### Work to do
Add -69 to every coordinate in the answers among the items below, from the line with "If you could tag the finger" to the line with "If you could tag the eyeglass", both included. Write out every line in that span, including the ones without coordinates.

— BEGIN —

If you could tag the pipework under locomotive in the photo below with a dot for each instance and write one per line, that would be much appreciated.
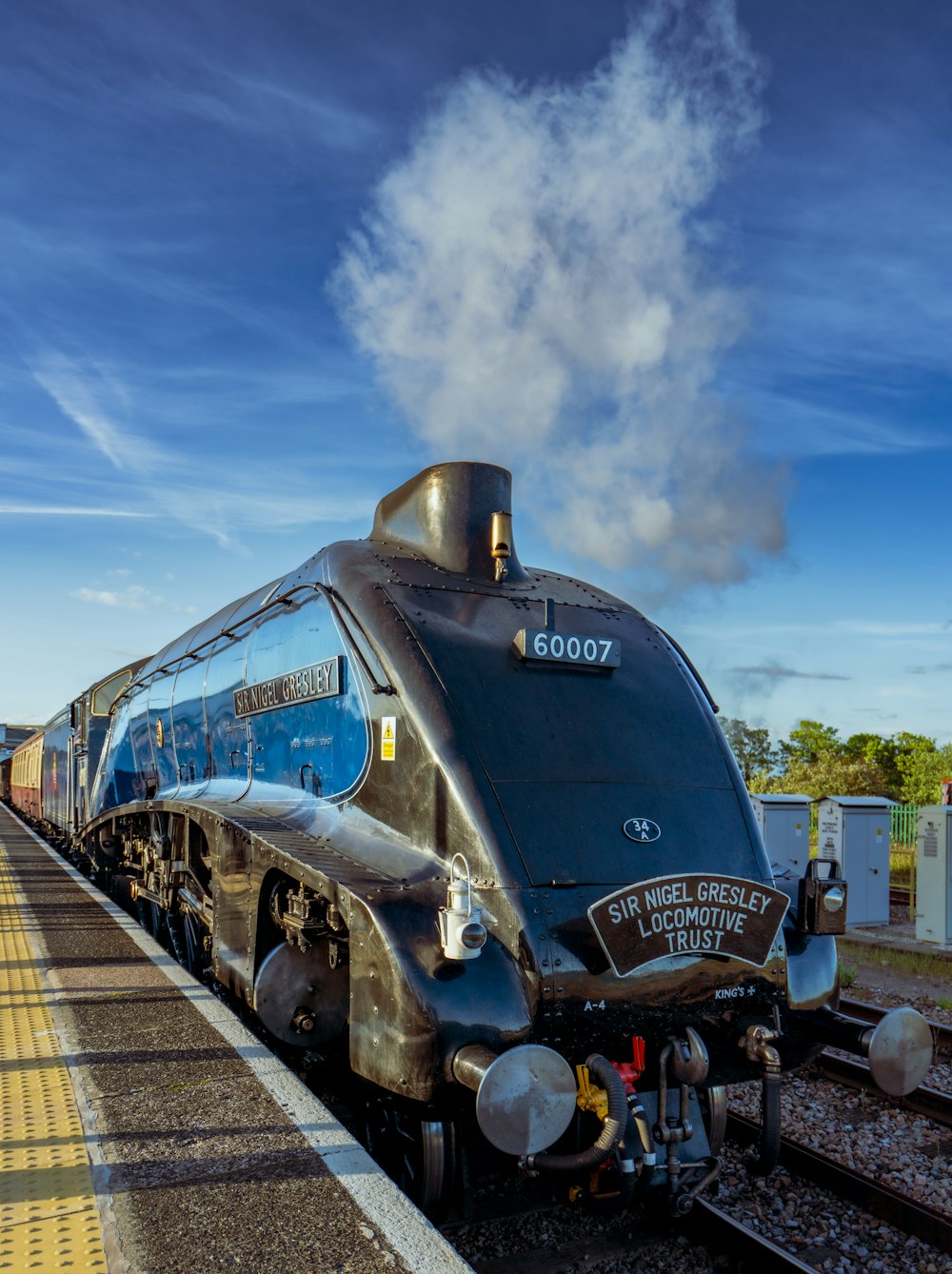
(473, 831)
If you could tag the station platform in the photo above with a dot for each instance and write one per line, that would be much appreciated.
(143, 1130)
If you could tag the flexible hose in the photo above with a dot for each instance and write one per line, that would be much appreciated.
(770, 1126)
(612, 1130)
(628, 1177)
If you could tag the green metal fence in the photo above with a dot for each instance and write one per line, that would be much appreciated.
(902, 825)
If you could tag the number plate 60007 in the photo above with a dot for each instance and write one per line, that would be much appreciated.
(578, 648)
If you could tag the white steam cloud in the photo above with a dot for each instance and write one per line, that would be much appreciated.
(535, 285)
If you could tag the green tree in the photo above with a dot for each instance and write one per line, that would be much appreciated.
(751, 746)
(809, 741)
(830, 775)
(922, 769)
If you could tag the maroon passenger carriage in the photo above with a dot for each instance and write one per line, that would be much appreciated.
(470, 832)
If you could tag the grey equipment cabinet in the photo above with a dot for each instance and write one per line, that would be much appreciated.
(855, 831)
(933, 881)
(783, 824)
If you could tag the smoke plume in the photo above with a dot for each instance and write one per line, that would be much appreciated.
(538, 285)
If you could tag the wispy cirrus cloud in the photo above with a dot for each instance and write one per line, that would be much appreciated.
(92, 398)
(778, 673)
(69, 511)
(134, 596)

— END —
— BEGIN —

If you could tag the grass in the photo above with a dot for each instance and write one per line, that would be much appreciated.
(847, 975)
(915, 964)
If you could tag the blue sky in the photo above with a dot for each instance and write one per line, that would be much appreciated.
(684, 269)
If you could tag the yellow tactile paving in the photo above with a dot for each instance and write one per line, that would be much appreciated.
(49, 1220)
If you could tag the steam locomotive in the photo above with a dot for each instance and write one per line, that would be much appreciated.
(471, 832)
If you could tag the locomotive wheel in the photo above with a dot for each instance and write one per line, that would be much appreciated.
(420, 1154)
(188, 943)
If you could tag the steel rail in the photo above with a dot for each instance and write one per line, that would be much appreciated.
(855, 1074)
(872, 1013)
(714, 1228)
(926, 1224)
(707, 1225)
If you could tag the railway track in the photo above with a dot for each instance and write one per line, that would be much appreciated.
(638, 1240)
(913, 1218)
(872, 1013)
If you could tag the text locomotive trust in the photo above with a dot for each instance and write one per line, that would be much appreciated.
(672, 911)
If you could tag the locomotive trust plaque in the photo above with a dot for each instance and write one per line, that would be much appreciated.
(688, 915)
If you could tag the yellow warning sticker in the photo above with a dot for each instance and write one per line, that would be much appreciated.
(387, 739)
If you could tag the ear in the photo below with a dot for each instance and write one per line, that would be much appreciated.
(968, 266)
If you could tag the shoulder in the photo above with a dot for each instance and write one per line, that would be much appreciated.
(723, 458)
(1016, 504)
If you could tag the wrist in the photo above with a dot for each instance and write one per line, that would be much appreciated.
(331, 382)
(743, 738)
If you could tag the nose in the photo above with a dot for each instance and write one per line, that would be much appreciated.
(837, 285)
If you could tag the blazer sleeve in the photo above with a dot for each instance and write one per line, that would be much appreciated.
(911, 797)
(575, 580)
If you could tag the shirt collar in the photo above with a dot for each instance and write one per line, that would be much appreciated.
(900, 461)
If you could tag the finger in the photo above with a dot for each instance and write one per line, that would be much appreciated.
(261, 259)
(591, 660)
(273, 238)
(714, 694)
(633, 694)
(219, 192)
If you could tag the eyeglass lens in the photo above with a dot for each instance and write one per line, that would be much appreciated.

— END —
— BEGIN —

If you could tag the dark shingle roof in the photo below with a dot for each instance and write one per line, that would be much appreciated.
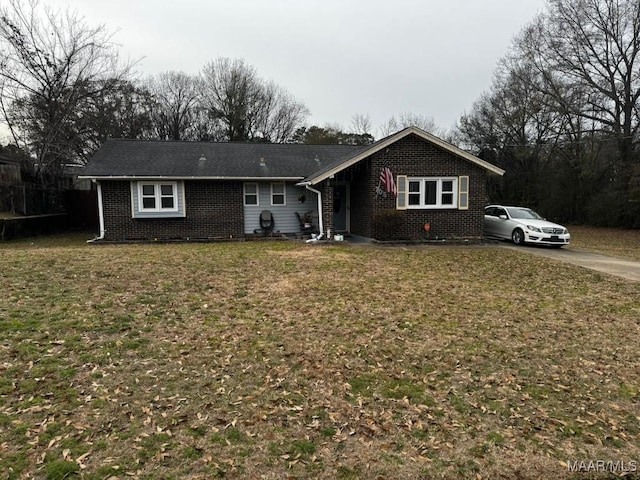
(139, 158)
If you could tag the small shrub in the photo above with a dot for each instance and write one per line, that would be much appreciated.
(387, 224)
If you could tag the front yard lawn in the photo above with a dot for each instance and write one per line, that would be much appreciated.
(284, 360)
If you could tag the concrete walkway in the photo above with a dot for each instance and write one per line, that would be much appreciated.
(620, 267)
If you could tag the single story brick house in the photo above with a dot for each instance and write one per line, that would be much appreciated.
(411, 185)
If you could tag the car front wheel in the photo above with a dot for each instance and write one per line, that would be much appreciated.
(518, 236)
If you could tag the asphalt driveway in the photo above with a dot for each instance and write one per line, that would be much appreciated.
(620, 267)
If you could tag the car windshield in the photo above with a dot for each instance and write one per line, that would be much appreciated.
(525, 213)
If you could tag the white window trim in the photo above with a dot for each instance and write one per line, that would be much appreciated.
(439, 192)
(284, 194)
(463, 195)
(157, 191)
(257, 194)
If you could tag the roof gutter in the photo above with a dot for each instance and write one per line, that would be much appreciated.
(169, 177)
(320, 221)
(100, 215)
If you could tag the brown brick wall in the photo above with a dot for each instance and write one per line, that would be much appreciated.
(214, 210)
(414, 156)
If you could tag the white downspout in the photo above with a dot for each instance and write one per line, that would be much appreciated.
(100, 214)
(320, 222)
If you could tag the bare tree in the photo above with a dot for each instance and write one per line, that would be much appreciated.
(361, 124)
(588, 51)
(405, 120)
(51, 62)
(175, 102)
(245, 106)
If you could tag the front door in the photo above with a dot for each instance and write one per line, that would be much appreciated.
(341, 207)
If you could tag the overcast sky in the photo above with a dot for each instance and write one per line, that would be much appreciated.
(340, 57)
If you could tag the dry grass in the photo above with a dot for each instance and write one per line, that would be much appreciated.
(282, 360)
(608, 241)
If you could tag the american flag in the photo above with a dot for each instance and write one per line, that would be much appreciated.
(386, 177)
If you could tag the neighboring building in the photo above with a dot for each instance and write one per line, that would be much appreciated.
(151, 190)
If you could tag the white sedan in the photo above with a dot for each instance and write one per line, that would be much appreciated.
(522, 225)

— END —

### Written reply
If you could tag the finger in the photo above with a dot for each instance and write one per line, that would be much appreciated.
(192, 190)
(522, 591)
(204, 169)
(645, 625)
(564, 625)
(150, 123)
If you could tag the eyeglass lens in the photo above with a dot for each instance and write one per line, that would be much appreciated.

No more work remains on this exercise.